— Start of Given records —

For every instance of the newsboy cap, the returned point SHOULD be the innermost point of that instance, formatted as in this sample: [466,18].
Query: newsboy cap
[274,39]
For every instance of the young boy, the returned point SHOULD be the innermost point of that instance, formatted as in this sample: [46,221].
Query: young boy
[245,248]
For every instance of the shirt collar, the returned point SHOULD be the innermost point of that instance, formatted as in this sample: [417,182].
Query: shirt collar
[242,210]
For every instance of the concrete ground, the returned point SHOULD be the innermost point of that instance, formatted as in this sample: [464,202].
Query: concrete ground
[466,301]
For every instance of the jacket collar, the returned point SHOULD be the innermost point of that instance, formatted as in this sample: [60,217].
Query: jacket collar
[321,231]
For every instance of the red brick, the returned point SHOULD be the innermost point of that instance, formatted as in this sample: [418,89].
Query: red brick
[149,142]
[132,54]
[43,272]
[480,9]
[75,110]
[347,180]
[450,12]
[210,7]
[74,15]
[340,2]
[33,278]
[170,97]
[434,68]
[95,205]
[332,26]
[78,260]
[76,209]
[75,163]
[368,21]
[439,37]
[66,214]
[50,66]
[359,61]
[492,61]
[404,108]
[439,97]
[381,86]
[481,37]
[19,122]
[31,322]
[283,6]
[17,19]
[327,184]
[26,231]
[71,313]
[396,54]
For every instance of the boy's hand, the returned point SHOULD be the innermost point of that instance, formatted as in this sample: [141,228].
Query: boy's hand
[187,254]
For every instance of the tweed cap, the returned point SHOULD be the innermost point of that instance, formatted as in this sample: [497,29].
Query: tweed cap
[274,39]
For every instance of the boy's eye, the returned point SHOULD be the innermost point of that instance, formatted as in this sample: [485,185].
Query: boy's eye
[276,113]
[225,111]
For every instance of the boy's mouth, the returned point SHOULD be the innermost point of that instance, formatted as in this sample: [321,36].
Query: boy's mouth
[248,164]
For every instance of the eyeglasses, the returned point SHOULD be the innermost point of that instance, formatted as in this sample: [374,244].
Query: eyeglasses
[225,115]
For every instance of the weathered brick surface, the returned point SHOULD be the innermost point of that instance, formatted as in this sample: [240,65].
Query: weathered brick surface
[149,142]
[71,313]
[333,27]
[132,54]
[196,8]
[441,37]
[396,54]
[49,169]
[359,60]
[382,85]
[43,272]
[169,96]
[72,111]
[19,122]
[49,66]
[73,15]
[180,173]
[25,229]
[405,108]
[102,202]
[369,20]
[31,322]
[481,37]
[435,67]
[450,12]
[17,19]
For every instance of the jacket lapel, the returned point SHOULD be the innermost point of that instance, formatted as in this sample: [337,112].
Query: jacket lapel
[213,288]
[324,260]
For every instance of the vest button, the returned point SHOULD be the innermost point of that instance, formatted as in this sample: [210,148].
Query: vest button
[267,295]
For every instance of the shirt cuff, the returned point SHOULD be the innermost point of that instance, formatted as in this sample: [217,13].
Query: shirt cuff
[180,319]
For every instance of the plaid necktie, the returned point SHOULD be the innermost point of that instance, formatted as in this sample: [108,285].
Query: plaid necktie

— End of Given records —

Task objective = Turn the listing above into a numbered list with one line per item, leaving out any blank lines.

The solution =
1. For every instance of the newsboy cap, the returned point SHOULD be the innermost point of that instance, formatted as in this sample: [466,18].
2. Query: newsboy cap
3. [274,39]
4. For every instance of the young boy, the returned point SHOULD be the innermost point of that instance, formatted as in this sample: [46,221].
5. Query: young boy
6. [245,248]
7. For every instance of the shirt collar, the returned point SHOULD be the innermost point of that instance, formatted as in this sample: [417,182].
8. Query: shirt collar
9. [242,210]
10. For every instance of the concrete ground, the returned point SHOULD be the innermost point of that instance, formatted as in this sample: [464,202].
11. Query: concrete ground
12. [466,301]
13. For every instance of the jacket collar, the returned point SHOULD be the innermost point of that instance, formatted as in this sample: [60,217].
14. Query: jacket collar
15. [321,231]
16. For every instance of the red brick, the returned point SHOULD be the innermost point of that instance, formatted as in this sample: [418,89].
17. Query: red brick
18. [149,142]
19. [132,54]
20. [43,272]
21. [480,9]
22. [75,110]
23. [347,180]
24. [450,12]
25. [210,7]
26. [74,15]
27. [340,2]
28. [33,278]
29. [170,97]
30. [434,68]
31. [95,205]
32. [332,26]
33. [78,260]
34. [76,209]
35. [75,163]
36. [368,21]
37. [439,37]
38. [66,214]
39. [50,66]
40. [359,61]
41. [492,61]
42. [404,108]
43. [439,97]
44. [381,86]
45. [481,37]
46. [19,122]
47. [31,322]
48. [283,6]
49. [17,19]
50. [327,184]
51. [26,231]
52. [71,313]
53. [396,54]
54. For every instance of the boy's hand, the returned point SHOULD be the innermost point of that instance, formatted as in this sample: [141,228].
55. Query: boy's hand
56. [187,254]
57. For every instance of the tweed cap, the returned point SHOULD be the innermost point of that instance, formatted as in this sample: [497,29].
58. Query: tweed cap
59. [274,39]
60. For every instance of the boy's eye, the returned point SHOULD be the innermost point of that instance, formatted as in this sample: [485,185].
61. Query: boy's eye
62. [276,113]
63. [225,111]
64. For every instance of the boy's mouth, the returned point SHOULD be the innermost point of that instance, formatted as in this sample: [321,36].
65. Query: boy's mouth
66. [248,164]
67. For every instance of the eyeglasses, the returned point SHOULD be the innermost point of that instance, formatted as in this sample: [374,244].
68. Query: eyeglasses
69. [225,115]
70. For every instance of the weathered brick surface, the returned point SHOULD be the innermost point of that instance, formatted as in this sample: [240,65].
71. Query: weathered brick surface
72. [149,142]
73. [71,313]
74. [333,27]
75. [132,54]
76. [196,8]
77. [441,37]
78. [396,54]
79. [49,169]
80. [359,60]
81. [382,85]
82. [43,272]
83. [169,96]
84. [72,111]
85. [19,122]
86. [49,66]
87. [73,15]
88. [180,173]
89. [25,229]
90. [405,108]
91. [102,202]
92. [369,20]
93. [31,322]
94. [481,37]
95. [435,67]
96. [450,12]
97. [17,19]
98. For every instance of the jacket lapel, the returned point SHOULD be the innermost point of that instance, formatted as in this sample: [337,112].
99. Query: jacket lapel
100. [213,288]
101. [324,260]
102. For every instance of the vest button, the returned point SHOULD be the innermost point of that instance, formatted as in this sample: [210,148].
103. Query: vest button
104. [267,295]
105. For every instance of the shirt cuff, the returned point SHOULD be the innermost point of that instance, formatted as in this sample: [217,13].
106. Query: shirt cuff
107. [180,319]
108. For every instance of the plaid necktie, the returned point SHOULD be the innermost point of that instance, formatted as in this sample: [108,285].
109. Query: plaid necktie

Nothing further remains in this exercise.